■ EXCERPTED PASSAGE
____
Dr. Keepnews worked with patients in a community mental health day program who occasionally required hospitalization. The transfer process went smoothly: patients were sent to the psychiatric emergency room at the county hospital and then transferred to the psychiatric unit at either the county hospital or a private hospital. Then one day, California’s state policy changed. Now these patients — those who didn’t qualify for Medicaid but didn’t have insurance — could only be admitted to the county hospital. Its psychiatric units filled up, and patients were left in the emergency room for days. 

“It happened overnight. Why didn’t we see this coming? Why didn’t we oppose it?” said Dr. Keepnews, now a GW Nursing professor and program director for the school’s Doctor of Nursing Practice in Health Policy program. “This one change in reimbursement policy created a huge disruption and burden for our most vulnerable patients.”
____
■ PROBLEMS TO WORK ON
1 - Using the passage about the California policy change, explain in one to three sentences why patients ended up waiting in the emergency room for days.
2 - Pick up the passage about the California policy change after its last sentence and write what comes next.
____
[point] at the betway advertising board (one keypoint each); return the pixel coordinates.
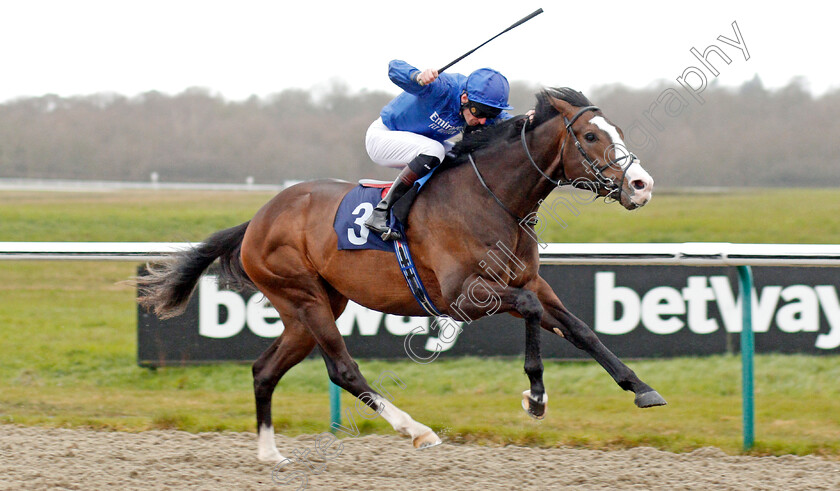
(637, 311)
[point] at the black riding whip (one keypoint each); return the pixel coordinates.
(515, 24)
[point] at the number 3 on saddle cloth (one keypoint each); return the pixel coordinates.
(352, 234)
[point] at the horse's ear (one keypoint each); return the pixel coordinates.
(562, 106)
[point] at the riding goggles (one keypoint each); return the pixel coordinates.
(480, 110)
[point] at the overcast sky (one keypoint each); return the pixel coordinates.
(242, 48)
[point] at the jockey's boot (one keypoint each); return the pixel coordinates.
(417, 168)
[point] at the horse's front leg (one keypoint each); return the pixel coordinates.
(557, 319)
(479, 298)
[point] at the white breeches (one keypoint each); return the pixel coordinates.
(396, 149)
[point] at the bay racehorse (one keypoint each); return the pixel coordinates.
(480, 202)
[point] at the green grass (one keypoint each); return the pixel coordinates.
(68, 339)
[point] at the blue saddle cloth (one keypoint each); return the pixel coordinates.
(350, 218)
(354, 210)
(349, 225)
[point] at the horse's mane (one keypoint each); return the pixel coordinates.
(509, 130)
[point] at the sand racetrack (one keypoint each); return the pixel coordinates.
(42, 458)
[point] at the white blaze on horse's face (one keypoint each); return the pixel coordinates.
(638, 184)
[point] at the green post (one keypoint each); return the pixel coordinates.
(747, 349)
(335, 406)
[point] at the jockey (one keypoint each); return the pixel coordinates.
(412, 130)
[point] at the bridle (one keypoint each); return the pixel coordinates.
(601, 181)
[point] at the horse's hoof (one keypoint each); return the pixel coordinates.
(534, 407)
(270, 457)
(649, 399)
(427, 440)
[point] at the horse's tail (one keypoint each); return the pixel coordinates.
(167, 286)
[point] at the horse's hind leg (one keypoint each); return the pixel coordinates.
(314, 310)
(558, 319)
(287, 351)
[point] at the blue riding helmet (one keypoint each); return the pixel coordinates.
(489, 87)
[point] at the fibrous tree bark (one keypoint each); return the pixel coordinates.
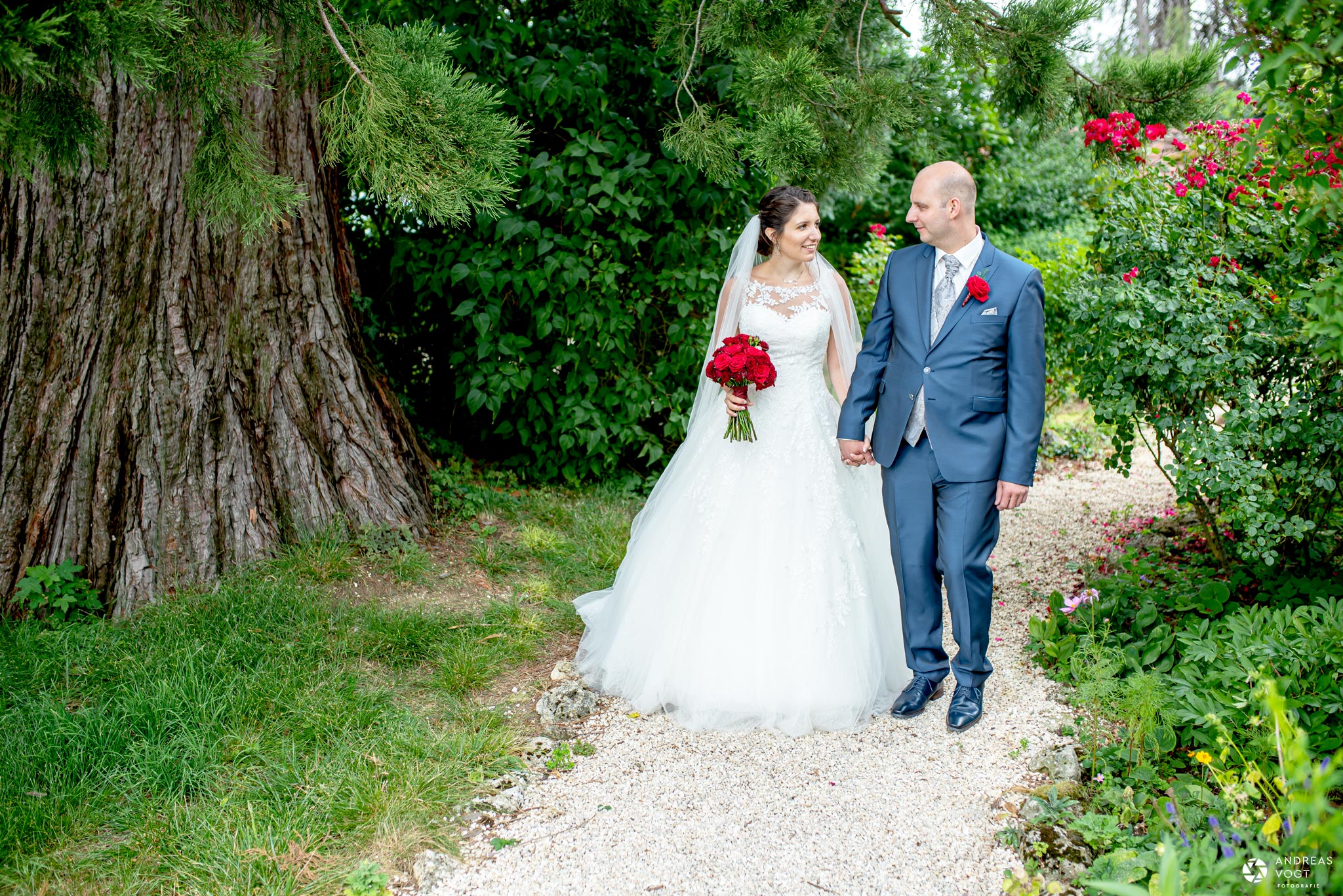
(175, 399)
____
■ ANSWERS TO THE EXERCISES
1 - After the state policy changed, patients who had no insurance but didn't qualify for Medicaid could be admitted only to the county hospital. That hospital's psychiatric units filled up, so patients were left in the emergency room for days.

2 -
The policy was eventually changed, but its impact steered Dr. Keepnews into enrolling in law school and a concurrent master’s degree in public health. After graduating from the University of California, Hastings College of the Law and the UC Berkeley School of Public Health, he worked in government relations for the California Nurses Association. His interests in law and public health then led him to a role as the director of policy at the American Nurses Association. 

At ANA Dr. Keepnews immersed himself in U.S. policy decisions. In Washington, D.C., during the Clinton administration, Dr. Keepnews recalled national discourse surrounding access to care as then-President Bill Clinton tried to introduce reform measures. However, the issue wasn’t fully addressed and would resurface every few years. 

“Meanwhile, the number of uninsured grew,” Dr. Keepnews said. “One of the problems with politics and policy in this country is that people have short memories. When we try to solve a problem and are unsuccessful, we ignore it. And it comes back even worse.”

After working in advocacy for eight years and seeing success as part of a team that helped ensure Medicare reimbursement for nurse practitioners and clinical nurse specialists, Dr. Keepnews went back to school. He earned a doctoral degree in social policy to gain a broader perspective on health policy and knew that research and evidence played a huge role in crafting policy.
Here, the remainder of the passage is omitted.